#### Required tasks:
- 1) List every region the Q&A on CRPS research names as a place where research centers are joined by the new International Research Consortium.
- 2) Carry the Q&A on CRPS research forward, starting after its last sentence.

#### Study text:
|---|
Canadian Research

 


Q&A with Dr. Gary J. Bennett, PhD
November 2, 2016

Professor Bennett is a research scientist with a long standing interest in CRPS. He was formerly Canada Senior Research Chair and Professor, Dept. Anesthesiology, McGill University and he is currently Adjunct Professor, Dept. Anesthesiology, University California San Diego. The reader should note that Prof. Bennett is not a medical doctor and thus cannot give medical advice.
Our call for questions elicited very many responses and I am unable to answer them all here. We hope to repeat this chat at a later date to answer more of your questions.

Q1: What is the most important thing(s) you could tell someone about CRPS research?
GJB: I realize how lonely the CRPS patient must feel to have such a terrible and puzzling condition. I hope it helps a little to know that there are hundreds of scientists and physicians doing research aimed at helping. In fact, we have recently formed an International Research Consortium in order to promote co-operation between research centers in North America, South America, Europe, Asia, and Australia. We believe that finding a cure for CRPS will be easier if we understand it better. In addition clinical research ("clinical trials") is necessary for us to test potential treatments.
Q2: Please explain the Budapest Criteria. Is there ongoing research on the Budapest criteria?
GJB: One of our problems is that CRPS has very diverse symptoms when one patient is compared to another, and even when a given patient is compared to herself over time. In the past, this led to arguments as to how to correctly diagnosis CRPS. A meeting of leading CRPS doctors was held in Budapest in 2003 to address this problem. As a result of this meeting and the research that it generated, we now have an internationally agreed-upon set of rules for diagnosing CRPS - these rules are called the "Budapest criteria".
|---|
#### Data section:
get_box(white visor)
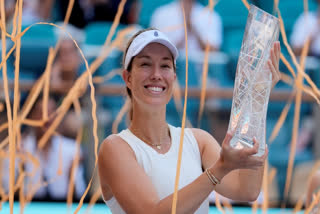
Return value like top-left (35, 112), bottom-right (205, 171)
top-left (124, 30), bottom-right (178, 69)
|---|
#### List of answers:
- 1) North America, South America, Europe, Asia, Australia

- 2)
Q3: What is the significance of HLA-DR1 in CRPS?
GJB: Human leucocyte antigen (HLA) DR1 is a gene on chromosome 6 that encodes for a protein that appears on leucocytes (white blood cells). It is one of several related genes that allow the immune system to tell the difference between self and non-self. Small mutations in this gene occur very commonly and there is a hypothesis that they cause auto-immune diseases (diseases where the immune system attacks the body rather than pathogens). There have been a couple of reports suggesting that inherited variation in this gene might be associated with CRPS - either as a cause or perhaps a contributory factor. Research on this question is continuing. No clear answer is yet available.
Q4: Are CRPS I and II the same disease? What is CRPS-NOS?
GJB: Complex Regional Pain Syndrome (CRPS) type I was formerly known as Reflex Sympathetic Dystrophy (RSD), while CRPS type II was formerly known as causalgia. For type II there is conclusive evidence of nerve injury as a precipitating event, while conclusive evidence is lacking for type I. However, in all other respects types I and II appear to be the same and many, but not all, doctors and researchers believe that they are essentially the same disease, the difference being that in type I the nerve injury is difficult to demonstrate because it is partial or involves a small nerve.

I am not certain, but "CRPS-NOS" probably means "CRPS- not otherwise specified", that is, a case of CRPS where there is no evidence about whether there might be a nerve injury.
Q5: I had heard of IVIG treatment. What is it and will it help patients?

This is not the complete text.